**Brief**
Write out the records again, exactly. Nothing may be dropped.

Data extracted from a collection
·····

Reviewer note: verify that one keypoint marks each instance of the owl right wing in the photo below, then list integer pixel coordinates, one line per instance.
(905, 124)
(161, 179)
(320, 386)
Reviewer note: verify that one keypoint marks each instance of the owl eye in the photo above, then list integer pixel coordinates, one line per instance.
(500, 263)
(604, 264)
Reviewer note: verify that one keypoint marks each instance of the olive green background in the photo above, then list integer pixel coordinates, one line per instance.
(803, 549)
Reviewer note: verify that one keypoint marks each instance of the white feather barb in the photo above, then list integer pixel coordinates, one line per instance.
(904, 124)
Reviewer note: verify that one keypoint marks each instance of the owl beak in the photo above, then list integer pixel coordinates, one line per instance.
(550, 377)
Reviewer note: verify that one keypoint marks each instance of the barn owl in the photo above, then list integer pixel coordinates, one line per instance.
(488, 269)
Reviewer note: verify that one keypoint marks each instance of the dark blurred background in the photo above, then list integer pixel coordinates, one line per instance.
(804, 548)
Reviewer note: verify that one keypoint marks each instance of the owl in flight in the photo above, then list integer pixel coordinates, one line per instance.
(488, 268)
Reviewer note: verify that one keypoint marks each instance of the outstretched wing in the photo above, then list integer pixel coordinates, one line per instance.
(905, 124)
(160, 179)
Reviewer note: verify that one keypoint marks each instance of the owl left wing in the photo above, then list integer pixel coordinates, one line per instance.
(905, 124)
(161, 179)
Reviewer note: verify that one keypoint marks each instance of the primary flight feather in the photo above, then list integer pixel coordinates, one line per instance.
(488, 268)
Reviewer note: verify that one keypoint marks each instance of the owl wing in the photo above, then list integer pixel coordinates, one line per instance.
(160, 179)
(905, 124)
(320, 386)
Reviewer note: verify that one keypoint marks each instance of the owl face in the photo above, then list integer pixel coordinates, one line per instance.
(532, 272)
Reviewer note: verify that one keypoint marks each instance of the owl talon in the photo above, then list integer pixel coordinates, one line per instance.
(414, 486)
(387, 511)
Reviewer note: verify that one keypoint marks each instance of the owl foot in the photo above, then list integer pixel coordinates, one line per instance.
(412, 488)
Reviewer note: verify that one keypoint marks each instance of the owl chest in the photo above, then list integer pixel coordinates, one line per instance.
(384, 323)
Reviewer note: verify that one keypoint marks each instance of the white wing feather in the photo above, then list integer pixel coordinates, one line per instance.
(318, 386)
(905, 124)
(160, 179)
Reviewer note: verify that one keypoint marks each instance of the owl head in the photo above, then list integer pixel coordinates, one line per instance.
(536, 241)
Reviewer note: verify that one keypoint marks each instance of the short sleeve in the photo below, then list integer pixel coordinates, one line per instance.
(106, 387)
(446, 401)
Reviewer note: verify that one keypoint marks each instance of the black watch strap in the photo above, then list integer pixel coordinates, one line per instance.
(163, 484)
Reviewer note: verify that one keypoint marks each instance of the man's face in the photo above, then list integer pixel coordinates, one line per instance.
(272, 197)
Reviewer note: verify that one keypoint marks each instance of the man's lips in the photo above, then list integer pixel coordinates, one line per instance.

·····

**Your response**
Reviewer note: verify that one keypoint marks each instance of the owl right wing in the photo below, then list integer pixel coordinates, one line per instance.
(905, 124)
(161, 179)
(320, 386)
Reviewer note: verify that one keypoint marks each instance of the owl eye in the photo above, then list integer pixel coordinates, one line per instance.
(500, 263)
(604, 264)
Reviewer note: verify that one keypoint marks each instance of the olive green background in the photo above, then list integer pixel coordinates, one line per instance.
(803, 549)
Reviewer note: verify that one keypoint marks each instance of the white feather barb in the photo above, then list integer pixel coordinates, one line per instance.
(904, 124)
Reviewer note: verify that one keypoint marks each instance of the owl beak in the photo above, then list integer pixel coordinates, one line per instance.
(550, 377)
Reviewer note: verify that one keypoint marks each instance of the barn owl in the photo above, then list integer pixel coordinates, one line per instance.
(488, 269)
Reviewer note: verify that one keypoint marks each instance of the dark blurred background in the photo above, then list integer pixel coordinates, one line per instance.
(804, 548)
Reviewer note: verify that one keypoint marks each instance of the owl in flight in the photo above, then list integer pixel coordinates, one line per instance.
(488, 268)
Reviewer note: verify that one keypoint marks each instance of the outstretched wing in the photo above, then list integer pixel coordinates, one line per instance.
(905, 124)
(160, 179)
Reviewer note: verify that one keypoint marks each instance of the owl left wing in the photo above, then list integer pixel coordinates, one line per instance.
(905, 124)
(161, 179)
Reviewer note: verify that one keypoint marks each instance of the primary flight feather in the photo above, then list integer pixel coordinates, one line per instance.
(488, 268)
Reviewer note: verify that one keypoint marks each instance of the owl wing in the photo above, then list integer pixel coordinates, one line per instance.
(160, 179)
(905, 124)
(320, 386)
Reviewer note: verify that one keypoint marks each instance of the owl face in the photo above, then list integer pixel coordinates, one line per instance.
(532, 272)
Reviewer note: verify that one keypoint marks each instance of the owl talon in the photo above, then list integer pixel coordinates, one line per instance.
(414, 486)
(387, 511)
Reviewer note: verify that one keypoint marks each instance of the owl foot in the photo above, then list integer pixel coordinates, one line per instance.
(412, 488)
Reviewer note: verify that one keypoint marks each instance of the owl chest in the photo above, then list integer pixel coordinates, one line per instance.
(384, 323)
Reviewer note: verify that one keypoint marks each instance of the white wing feather in the photo above, then list integer pixel coordinates, one line per instance.
(318, 386)
(905, 124)
(160, 179)
Reviewer note: verify that one keypoint marks each instance of the owl head in the photo above, then list integer pixel coordinates, one line per instance.
(536, 241)
Reviewer note: verify that one keypoint marks each instance of the short sleeve in the photo below, then list integer pixel coordinates, one line per instance.
(106, 387)
(446, 401)
Reviewer note: verify that one keypoint marks each instance of the black watch strap in the photo above, then list integer pixel coordinates, one line per instance.
(163, 484)
Reviewer note: verify that one keypoint marks each instance of the man's face in the photo above, then list integer pixel coordinates, one line per instance.
(272, 197)
Reviewer note: verify that one keypoint marks each instance of the man's lips in the photo above, then list integer pixel coordinates, one line per instance.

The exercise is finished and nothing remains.